Data listing:
— begin —

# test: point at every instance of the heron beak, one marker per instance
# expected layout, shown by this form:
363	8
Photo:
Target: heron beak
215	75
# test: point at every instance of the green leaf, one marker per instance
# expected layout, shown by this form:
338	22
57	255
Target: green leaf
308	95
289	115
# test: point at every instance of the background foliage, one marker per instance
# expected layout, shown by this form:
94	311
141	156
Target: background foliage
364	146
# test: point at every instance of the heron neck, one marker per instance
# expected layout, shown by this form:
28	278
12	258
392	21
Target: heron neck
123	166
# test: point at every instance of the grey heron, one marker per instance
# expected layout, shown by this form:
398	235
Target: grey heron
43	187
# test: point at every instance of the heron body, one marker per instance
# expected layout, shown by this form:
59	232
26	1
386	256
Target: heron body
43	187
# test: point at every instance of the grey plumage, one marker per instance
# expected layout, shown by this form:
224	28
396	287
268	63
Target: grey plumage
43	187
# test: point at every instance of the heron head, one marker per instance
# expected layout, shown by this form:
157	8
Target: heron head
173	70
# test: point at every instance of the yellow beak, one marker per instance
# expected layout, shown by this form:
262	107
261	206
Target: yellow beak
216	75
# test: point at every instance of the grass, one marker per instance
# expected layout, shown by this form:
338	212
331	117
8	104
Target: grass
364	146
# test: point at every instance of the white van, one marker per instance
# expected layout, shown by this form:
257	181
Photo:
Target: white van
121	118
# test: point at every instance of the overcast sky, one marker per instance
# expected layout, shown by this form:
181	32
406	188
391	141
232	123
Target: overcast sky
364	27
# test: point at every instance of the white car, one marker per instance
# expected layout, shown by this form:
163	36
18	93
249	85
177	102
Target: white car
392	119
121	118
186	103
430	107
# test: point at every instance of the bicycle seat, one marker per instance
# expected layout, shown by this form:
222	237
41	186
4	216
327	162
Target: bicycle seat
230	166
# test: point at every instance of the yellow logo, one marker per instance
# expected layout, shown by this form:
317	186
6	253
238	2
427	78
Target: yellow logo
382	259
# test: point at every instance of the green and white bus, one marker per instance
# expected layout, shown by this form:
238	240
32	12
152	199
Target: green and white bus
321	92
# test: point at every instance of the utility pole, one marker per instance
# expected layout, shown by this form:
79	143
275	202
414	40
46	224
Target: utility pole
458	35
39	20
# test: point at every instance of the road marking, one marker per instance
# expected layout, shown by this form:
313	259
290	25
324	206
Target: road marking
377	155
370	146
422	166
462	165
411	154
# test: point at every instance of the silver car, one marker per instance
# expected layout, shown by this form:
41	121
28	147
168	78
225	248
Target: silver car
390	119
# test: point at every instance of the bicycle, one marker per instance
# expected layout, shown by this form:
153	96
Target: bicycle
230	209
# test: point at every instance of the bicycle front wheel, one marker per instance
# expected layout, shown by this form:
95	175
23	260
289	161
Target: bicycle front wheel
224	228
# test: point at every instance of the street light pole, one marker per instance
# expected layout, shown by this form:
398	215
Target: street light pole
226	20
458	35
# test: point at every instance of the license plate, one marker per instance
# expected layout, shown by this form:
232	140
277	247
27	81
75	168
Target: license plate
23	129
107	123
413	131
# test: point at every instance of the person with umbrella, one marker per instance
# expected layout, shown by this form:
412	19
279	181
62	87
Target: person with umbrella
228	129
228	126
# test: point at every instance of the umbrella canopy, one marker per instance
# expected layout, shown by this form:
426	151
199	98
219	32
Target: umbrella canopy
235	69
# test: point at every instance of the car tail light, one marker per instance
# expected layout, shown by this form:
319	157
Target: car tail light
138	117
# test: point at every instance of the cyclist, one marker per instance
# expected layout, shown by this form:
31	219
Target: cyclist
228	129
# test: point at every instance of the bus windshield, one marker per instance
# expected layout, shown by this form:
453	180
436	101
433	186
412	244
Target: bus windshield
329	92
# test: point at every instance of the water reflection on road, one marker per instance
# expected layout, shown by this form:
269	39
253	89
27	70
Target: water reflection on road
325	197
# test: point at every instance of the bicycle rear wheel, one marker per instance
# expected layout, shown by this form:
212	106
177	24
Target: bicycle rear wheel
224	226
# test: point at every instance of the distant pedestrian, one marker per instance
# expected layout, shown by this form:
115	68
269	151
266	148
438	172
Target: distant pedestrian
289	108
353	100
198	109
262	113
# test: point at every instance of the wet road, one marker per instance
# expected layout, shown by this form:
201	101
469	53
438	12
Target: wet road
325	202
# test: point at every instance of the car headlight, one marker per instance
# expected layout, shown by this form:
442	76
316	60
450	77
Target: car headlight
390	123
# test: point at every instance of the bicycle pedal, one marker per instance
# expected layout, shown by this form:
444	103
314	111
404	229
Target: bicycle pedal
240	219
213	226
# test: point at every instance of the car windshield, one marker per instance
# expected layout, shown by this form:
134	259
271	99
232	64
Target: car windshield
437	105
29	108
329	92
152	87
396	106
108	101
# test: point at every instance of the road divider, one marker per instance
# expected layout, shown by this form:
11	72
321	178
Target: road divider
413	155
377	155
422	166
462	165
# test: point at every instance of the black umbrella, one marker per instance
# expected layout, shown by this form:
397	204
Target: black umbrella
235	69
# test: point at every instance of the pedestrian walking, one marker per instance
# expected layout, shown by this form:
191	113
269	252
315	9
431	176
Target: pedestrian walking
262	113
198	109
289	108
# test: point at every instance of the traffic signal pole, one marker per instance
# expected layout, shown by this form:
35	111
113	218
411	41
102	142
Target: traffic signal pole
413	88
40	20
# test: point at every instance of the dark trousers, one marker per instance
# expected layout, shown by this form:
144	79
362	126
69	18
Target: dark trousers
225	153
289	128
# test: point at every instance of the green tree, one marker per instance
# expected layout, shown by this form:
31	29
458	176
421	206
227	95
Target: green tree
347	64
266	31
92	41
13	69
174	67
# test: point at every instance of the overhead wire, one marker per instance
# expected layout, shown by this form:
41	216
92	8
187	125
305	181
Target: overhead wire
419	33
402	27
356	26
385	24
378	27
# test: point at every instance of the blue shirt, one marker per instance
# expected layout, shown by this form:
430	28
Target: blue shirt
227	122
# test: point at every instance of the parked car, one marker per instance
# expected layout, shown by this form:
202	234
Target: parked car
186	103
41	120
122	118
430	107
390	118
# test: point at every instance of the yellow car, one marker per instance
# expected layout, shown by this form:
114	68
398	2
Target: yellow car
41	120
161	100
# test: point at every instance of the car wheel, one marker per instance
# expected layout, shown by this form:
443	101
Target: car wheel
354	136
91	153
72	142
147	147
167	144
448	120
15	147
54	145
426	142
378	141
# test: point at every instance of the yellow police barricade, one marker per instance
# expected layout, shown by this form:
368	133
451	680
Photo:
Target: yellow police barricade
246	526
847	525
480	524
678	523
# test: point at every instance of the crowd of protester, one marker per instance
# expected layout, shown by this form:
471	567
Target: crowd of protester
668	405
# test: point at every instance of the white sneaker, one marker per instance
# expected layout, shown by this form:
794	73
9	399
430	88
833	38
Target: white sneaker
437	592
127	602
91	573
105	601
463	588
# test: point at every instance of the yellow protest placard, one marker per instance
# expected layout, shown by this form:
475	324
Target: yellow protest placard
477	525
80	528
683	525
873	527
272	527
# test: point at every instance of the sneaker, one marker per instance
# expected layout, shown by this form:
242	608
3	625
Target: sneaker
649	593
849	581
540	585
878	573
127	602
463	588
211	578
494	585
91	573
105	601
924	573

— end —

## Written exercise
Transcribe the material above word for word.

## The reply
# test: point at every instance of the heron beak, one marker per instance
# expected layout, shown by this form:
363	8
Photo:
Target: heron beak
215	75
# test: point at every instance of the green leaf, one marker per instance
# expected layout, shown by this form:
338	22
57	255
Target: green leaf
308	95
289	115
# test: point at every instance of the background foliage, one marker per instance
# expected layout, shown by this form:
94	311
141	156
Target: background foliage
364	146
# test: point at every instance of the heron neck, one marker per instance
# expected layout, shown by this form:
28	278
12	258
392	21
Target: heron neck
123	166
# test: point at every instance of the grey heron, one marker per instance
# expected layout, shown by this form:
398	235
Target: grey heron
43	187
# test: point at every instance of the heron body, one marker per instance
# expected layout, shown by this form:
59	232
26	1
386	256
Target: heron body
43	187
# test: point at every instance of the grey plumage, one marker per instance
# expected layout, shown by this form:
224	28
396	287
268	63
Target: grey plumage
43	187
# test: point at every instance of the heron head, one marker per instance
# expected layout, shown by this form:
157	8
Target: heron head
173	70
# test: point at every instance of the yellow beak, one marker per instance
# expected layout, shown by this form:
262	107
261	206
Target: yellow beak
216	75
# test: point at every instance of the grass, one marker per instance
# expected layout, shown by this form:
338	212
331	117
8	104
Target: grass
364	146
# test: point at every instance of the white van, one marker per instance
# expected layout, shown by this form:
257	181
Photo:
Target: white van
121	118
# test: point at every instance of the overcast sky, one marker per instance
# expected layout, shown by this form:
181	32
406	188
391	141
232	123
Target: overcast sky
364	27
# test: point at every instance of the white car, one marker per instance
# expected layout, shown by this form:
163	36
18	93
249	85
177	102
Target: white car
392	119
121	118
186	103
430	107
# test: point at every instance of the bicycle seat, one marker per instance
# expected layout, shown by this form:
222	237
41	186
4	216
327	162
Target: bicycle seat
230	166
# test: point at every instance of the yellow logo, one marker per instance
# expected layout, shown by this form:
317	186
6	253
238	2
427	78
Target: yellow logo
382	259
# test: point at every instance of the green and white bus, one marker per instance
# expected layout, shown by this form:
238	240
32	12
152	199
Target: green and white bus
321	92
# test: point at every instance of the utility pole, one marker per instance
# expected layout, shown by this form:
79	143
275	202
414	40
46	224
Target: utility pole
458	35
39	20
# test: point at every instance of the road marking, one marker per instance
# expected layout, shown by this form:
313	259
290	25
324	206
Target: road marking
377	155
370	146
422	166
462	165
411	154
# test: point at every instance of the silver car, one marker per instance
# expected layout, shown by this form:
41	121
28	147
168	78
225	248
Target: silver car
390	119
# test: point at every instance of the bicycle, one marker per instance
# expected layout, shown by this form:
153	96
Target: bicycle
230	209
# test: point at every instance of the bicycle front wheel, one marker per instance
# expected layout, shown by this form:
95	175
23	260
289	161
Target: bicycle front wheel
224	228
# test: point at every instance of the street light pole, one marker per instance
# expected layout, shown by this form:
398	215
Target: street light pole
226	20
458	35
# test: point at every instance of the license plate, one marker per instance
# expected layout, shown by this form:
232	140
277	247
27	81
75	168
Target: license plate
23	129
107	123
413	131
# test: point at every instance of the person with umbrella, one marker per instance
# expected layout, shown by this form:
412	19
279	181
62	87
Target: person with umbrella
228	129
228	126
# test: point at every instance of the umbrella canopy, one marker per instance
# expected layout, shown by this form:
426	151
199	98
219	32
Target: umbrella canopy
235	69
# test: point at every instance of the car tail light, one marker per instance
# expected layout, shown by this form:
319	157
Target: car tail light
138	117
# test: point at every instance of the cyclist, one marker per instance
# expected layout, shown by this form:
31	219
Target: cyclist
228	129
# test: point at every instance of the bus windshield, one marker per instance
# expected layout, shown by this form:
453	180
436	101
433	186
412	244
Target: bus windshield
329	92
# test: point at every instance of the water reflection on road, one marker per instance
# expected layout, shown by this form:
269	39
253	89
27	70
Target: water reflection on road
325	197
# test: point at every instance of the bicycle rear wheel, one marker per instance
# expected layout, shown by this form:
212	106
177	24
Target: bicycle rear wheel
224	226
# test: point at every instance of the distant pedestrian, one marker per instance
# expected layout, shown by this form:
115	68
269	151
266	148
438	172
Target: distant pedestrian
289	108
353	100
198	109
262	113
# test: point at every instance of the wet road, one marker per instance
# expected layout, shown by this form:
201	101
469	53
438	12
Target: wet road
325	202
# test: point at every instance of the car headlight, one marker per instance
# expected layout, shown by this form:
442	76
316	60
450	77
Target: car headlight
390	123
# test: point at every instance of the bicycle pedal, one marker per instance
# expected layout, shown by this form:
444	103
314	111
404	229
Target: bicycle pedal
240	219
213	226
# test: point at every instance of the car windshield, one marker per instance
# expected layout, shown by this form:
134	259
271	99
232	64
Target: car windshield
437	105
29	108
329	92
152	87
396	106
108	101
# test: point at every instance of the road divider, one marker per instance
# expected layout, shown by this form:
11	72
321	178
Target: road divider
413	155
377	155
422	166
462	165
# test: point at every instance of the black umbrella, one marker per instance
# expected layout, shown by this form:
397	204
Target: black umbrella
235	69
# test: point at every instance of the pedestrian walking, one marker per instance
# expected layout, shown by this form:
191	113
269	252
315	9
431	176
Target: pedestrian walking
262	113
198	109
289	108
# test: point at every instance of the traffic signal pole, one marker per instance
# expected layout, shown by this form:
35	111
113	218
411	41
102	142
Target: traffic signal pole
413	88
40	20
# test: point at every instance of the dark trousers, one marker per instance
# expected layout, shown by this form:
144	79
362	126
69	18
Target: dark trousers
225	153
289	128
# test: point at every instance of the green tree, one marker per instance
# expected layout, shown by this form:
31	29
458	176
421	206
227	95
Target: green tree
347	64
266	31
92	41
13	69
174	67
# test: point at every instance of the overhead wire, one marker per instance
# expected layout, shown by this form:
41	216
92	8
187	125
305	181
Target: overhead wire
419	33
402	27
356	26
385	24
378	27
# test: point at every instance of the blue shirt, one marker per instance
# expected layout, shown by this form:
430	28
Target: blue shirt
227	122
# test: point at every instance of the parked car, one marker per instance
# expected layout, shown by this form:
202	234
Target: parked car
186	103
41	120
122	118
430	107
390	118
# test: point at every instance of the yellow car, one marker per instance
# expected layout, shown by this form:
114	68
398	2
Target: yellow car
41	120
161	100
# test: point at every instance of the car wheel, one marker per instance
# expected layout, shown by this form:
443	101
Target: car wheel
354	136
91	153
72	142
147	147
167	144
448	120
15	147
54	145
426	142
378	141
# test: point at every instance of the yellow police barricade, one marker per instance
# expected layout, shown by this form:
368	133
451	680
Photo:
Target: yellow police barricade
246	526
847	525
480	524
678	523
# test: point at every instance of the crowd of protester, one marker per instance
# expected layout, shown by this form:
471	567
Target: crowd of protester
668	405
# test: point at every instance of the white sneaker, one marker per instance
# expected layout, shown by this form:
794	73
9	399
430	88
833	38
Target: white sneaker
437	592
127	602
91	573
105	601
463	588
# test: point at every instance of the yellow protest placard, one marker per instance
# expected layout, shown by this form:
475	324
Target: yellow protest placard
477	525
80	528
683	525
873	527
272	527
# test: point at every instance of the sneaker, one marker per instance
# expected layout, shown by this form:
242	608
3	625
Target: sneaker
649	593
849	581
540	585
878	573
127	602
463	588
211	578
494	585
91	573
105	601
924	573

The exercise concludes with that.